**Assignment:**
Write out the passage of the text about eating out from "If the restaurant" to "its a beer.", copying it word for word.

**Extracted text:**
****************

I love food. Not just for the taste but for the smells and textures and colours. I’ve just been watching a local programme on television that was spotlighting ‘Westcoast‘ restaurants in Vancouver. They interviewed the chefs and the food critics alternately. My mouth was watering and there is nothing in my fridge that holds a candle to what I was watching being whipped up on the screen. One of the chefs said he wished he had ‘smellevision‘, as he wafted steam at the camera.
It’s not that I don’t like to cook – au contraire! It’s precisely because I do like to cook that I like to eat out. It’s inspiring. I like to get inspiration from the menu items and then I like to order the things I wouldn’t make at home – just because I wouldn’t make them at home. It’s a hard choice to make though. Do I collect ideas for things I can cook myself or do I eat what I can’t be bothered to make at home? What a delicious dilemma.
And it isn’t just the food that I like. I like the ambiance, the people-watching and the whole experience – when it’s done well. When it’s disappointing, there’s no worse waste of money. Different restaurants satisfy different needs in me. Some are for comfort food and a cozy atmosphere. Some are to inspire me creatively. Others are for the buzz.
I have a few musts: the seat must be comfortable; the staff must be knowledgeable and friendly; the food must be tasty and hot, as well as being what they say it will be; I have to be able to hear my eating companion; the food has to be good value for money, and that doesn’t mean quantity; and the restaurant has to be clean and well-lit (not bright), including the bathrooms. My pet peeve is when they don’t tell you that there are fresh tomatoes in the dish and it comes loaded with them. They may think it’s a bonus but, as you know, it isn’t to me.
If the restaurant offers wine by the glass, so much the better. I can’t usually take advantage of anything more than two glasses but I do like the choice. I’m not really into pretty cocktails with umbrellas but an interesting feature drink can be a good thing – even if its a beer.

****************

[Stored data]
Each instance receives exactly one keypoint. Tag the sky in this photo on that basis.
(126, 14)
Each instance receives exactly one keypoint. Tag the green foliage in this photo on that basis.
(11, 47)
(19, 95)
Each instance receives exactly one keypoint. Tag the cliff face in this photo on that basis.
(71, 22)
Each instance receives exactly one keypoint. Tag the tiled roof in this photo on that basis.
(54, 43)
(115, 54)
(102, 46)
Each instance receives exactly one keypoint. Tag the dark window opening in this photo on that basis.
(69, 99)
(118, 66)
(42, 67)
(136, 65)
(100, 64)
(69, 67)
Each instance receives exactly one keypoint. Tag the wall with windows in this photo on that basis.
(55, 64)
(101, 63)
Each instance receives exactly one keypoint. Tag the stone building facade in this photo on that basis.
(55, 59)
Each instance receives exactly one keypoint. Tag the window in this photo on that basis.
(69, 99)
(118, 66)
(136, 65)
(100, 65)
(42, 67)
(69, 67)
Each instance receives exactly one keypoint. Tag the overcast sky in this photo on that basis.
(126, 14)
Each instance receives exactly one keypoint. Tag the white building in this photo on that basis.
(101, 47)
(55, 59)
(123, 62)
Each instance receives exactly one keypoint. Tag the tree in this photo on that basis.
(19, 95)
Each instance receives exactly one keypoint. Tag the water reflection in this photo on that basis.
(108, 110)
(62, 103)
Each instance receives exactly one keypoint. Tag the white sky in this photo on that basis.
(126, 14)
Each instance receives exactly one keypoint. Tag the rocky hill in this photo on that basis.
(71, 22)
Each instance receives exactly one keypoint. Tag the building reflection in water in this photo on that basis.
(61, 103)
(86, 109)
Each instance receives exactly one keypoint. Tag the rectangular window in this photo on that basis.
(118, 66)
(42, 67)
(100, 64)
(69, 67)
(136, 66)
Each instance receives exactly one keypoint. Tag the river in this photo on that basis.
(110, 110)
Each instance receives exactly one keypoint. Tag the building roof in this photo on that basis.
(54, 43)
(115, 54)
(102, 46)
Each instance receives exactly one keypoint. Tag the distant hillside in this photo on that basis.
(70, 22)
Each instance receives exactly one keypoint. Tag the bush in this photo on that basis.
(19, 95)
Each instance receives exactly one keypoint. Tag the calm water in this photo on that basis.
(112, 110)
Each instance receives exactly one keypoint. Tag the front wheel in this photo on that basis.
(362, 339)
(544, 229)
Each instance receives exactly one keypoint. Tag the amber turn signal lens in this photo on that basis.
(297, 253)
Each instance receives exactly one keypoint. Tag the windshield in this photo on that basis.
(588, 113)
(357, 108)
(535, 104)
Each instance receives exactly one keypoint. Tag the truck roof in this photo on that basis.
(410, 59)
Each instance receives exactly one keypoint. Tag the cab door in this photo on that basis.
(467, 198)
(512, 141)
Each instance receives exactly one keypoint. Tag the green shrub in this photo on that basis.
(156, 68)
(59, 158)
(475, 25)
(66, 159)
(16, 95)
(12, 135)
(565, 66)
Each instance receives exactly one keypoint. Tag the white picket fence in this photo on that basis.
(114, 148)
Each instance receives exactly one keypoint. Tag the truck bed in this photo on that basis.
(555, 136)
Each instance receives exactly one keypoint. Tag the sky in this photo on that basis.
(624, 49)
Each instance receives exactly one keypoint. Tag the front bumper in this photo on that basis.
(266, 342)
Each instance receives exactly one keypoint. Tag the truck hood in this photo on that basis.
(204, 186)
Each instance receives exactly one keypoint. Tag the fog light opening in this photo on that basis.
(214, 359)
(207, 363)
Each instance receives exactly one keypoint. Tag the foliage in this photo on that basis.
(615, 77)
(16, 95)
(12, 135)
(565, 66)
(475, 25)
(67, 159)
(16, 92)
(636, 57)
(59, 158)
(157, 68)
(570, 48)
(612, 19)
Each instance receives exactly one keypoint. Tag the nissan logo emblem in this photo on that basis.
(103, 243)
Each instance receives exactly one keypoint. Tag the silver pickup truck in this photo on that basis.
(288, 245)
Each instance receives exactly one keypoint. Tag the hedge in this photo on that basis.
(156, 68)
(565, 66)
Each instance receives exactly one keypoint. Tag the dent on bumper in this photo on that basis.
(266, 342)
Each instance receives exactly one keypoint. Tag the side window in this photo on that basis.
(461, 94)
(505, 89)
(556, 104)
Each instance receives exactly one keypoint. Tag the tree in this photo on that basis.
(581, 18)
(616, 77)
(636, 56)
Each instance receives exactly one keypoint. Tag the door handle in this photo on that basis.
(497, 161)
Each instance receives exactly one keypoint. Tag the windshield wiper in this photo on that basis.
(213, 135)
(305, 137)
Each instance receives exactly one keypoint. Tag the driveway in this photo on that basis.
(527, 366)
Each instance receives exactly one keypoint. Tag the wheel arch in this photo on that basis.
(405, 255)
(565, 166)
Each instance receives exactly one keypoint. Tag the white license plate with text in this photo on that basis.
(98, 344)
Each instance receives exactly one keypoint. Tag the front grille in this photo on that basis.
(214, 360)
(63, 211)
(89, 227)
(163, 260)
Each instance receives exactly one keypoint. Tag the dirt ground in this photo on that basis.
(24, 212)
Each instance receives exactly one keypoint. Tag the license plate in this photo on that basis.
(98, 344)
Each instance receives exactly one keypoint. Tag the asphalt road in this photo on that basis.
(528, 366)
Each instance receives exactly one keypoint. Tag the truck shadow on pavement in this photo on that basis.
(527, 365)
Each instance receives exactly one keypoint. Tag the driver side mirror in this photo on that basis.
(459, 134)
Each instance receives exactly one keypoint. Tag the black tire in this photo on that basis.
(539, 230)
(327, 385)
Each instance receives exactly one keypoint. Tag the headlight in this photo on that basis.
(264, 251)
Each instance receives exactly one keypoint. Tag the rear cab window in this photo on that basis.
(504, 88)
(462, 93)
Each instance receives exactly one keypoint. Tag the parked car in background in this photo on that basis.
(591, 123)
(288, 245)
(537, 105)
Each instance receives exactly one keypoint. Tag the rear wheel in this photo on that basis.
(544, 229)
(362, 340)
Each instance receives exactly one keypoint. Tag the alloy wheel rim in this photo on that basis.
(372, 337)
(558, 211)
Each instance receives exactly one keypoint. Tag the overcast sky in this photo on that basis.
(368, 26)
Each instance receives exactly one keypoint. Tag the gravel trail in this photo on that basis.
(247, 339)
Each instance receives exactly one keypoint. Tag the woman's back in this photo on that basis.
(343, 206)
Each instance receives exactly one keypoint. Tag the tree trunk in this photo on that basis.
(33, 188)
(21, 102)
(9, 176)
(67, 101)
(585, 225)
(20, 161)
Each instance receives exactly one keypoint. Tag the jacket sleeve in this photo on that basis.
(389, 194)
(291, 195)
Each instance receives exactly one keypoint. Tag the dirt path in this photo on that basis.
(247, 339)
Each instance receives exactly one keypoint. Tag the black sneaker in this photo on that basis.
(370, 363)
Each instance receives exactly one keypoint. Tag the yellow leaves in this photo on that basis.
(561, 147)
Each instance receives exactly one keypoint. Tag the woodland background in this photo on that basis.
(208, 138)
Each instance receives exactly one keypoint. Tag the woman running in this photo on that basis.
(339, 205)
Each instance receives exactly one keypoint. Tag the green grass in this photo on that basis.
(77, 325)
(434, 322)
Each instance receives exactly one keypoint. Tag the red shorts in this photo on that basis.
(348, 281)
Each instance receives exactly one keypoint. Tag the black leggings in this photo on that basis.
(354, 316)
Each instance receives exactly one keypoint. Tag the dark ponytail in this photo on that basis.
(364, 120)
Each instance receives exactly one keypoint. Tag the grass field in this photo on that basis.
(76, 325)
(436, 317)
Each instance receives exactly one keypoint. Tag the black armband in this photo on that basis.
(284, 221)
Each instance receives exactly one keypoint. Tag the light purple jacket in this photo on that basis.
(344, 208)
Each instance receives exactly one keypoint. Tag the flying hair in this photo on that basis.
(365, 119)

****************

**Response:**
If the restaurant offers wine by the glass, so much the better. I can’t usually take advantage of anything more than two glasses but I do like the choice. I’m not really into pretty cocktails with umbrellas but an interesting feature drink can be a good thing – even if its a beer.